## Passage to read
►
HARDWARE AND INFRASTRUCTURE
• The hardware and infrastructure that k8s will run on is truly staggering.
• Many developers run full, 6 node kubernetes and docker clusters on raspberry pis.
• I’ll be honest – after I finish this course and I find some spare time.
• Nodes, including the master, can be physical or virtual machines running kubernetes components and a container manager such as docker or rocket.
• The nodes should be connected by a common network, though the Internet will work as long as port 443 and whatever your pod networking system uses are unblocked.
• A pod networking application such as Flannel is needed to allow the pods to communicate
• With one another, and it makes use of an overlay network (by default it’s vxlans) to provide that service.
SECURING CLUSTER COMMUNICATIONS
• Cluster communications cover communication to the API server, control-plane communications inside the cluster, and can even include pod-to-pod communications.
• This is an in-depth topic with a fair amount of detail, so let’s start by discussing how to secure communications to the Kubernetes API server.Everything in Kubernetes goes through the API driver, so controlling and limiting who has access to the cluster and what they are allowed to do is arguably the most important task in securing the cluster.
• The default encryption communication in K8s is TLS.
• Most of the installation methods will handle the certificate creation
• Kubeadm created certificates during the Linux Academy Cloud Server Kubernetes Cluster lab.
◄
## Dataset records
►
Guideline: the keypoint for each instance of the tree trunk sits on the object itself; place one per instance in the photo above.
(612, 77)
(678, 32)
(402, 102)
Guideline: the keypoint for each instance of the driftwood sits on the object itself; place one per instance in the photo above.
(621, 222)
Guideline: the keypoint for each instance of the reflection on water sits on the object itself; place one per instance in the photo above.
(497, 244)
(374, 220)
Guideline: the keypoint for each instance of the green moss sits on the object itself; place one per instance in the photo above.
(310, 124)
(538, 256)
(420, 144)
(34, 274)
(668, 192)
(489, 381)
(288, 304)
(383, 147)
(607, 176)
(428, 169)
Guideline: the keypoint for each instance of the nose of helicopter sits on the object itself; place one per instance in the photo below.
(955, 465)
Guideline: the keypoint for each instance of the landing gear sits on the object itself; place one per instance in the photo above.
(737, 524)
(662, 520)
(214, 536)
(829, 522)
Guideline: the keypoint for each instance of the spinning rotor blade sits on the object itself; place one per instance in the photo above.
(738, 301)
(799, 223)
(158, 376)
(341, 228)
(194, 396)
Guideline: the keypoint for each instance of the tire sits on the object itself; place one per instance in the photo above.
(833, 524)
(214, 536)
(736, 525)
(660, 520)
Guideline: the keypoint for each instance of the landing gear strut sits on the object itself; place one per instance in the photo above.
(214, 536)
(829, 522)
◄
## Exercise task 1
In the Kubernetes notes, what is the default encryption used for communication in K8s?
## Exercise task 2
Reproduce the stretch of the Kubernetes notes from "SECURING CLUSTER COMMUNICATIONS" through "securing the cluster.".

## Complete output 1
TLS

## Complete output 2
SECURING CLUSTER COMMUNICATIONS
• Cluster communications cover communication to the API server, control-plane communications inside the cluster, and can even include pod-to-pod communications.
• This is an in-depth topic with a fair amount of detail, so let’s start by discussing how to secure communications to the Kubernetes API server.Everything in Kubernetes goes through the API driver, so controlling and limiting who has access to the cluster and what they are allowed to do is arguably the most important task in securing the cluster.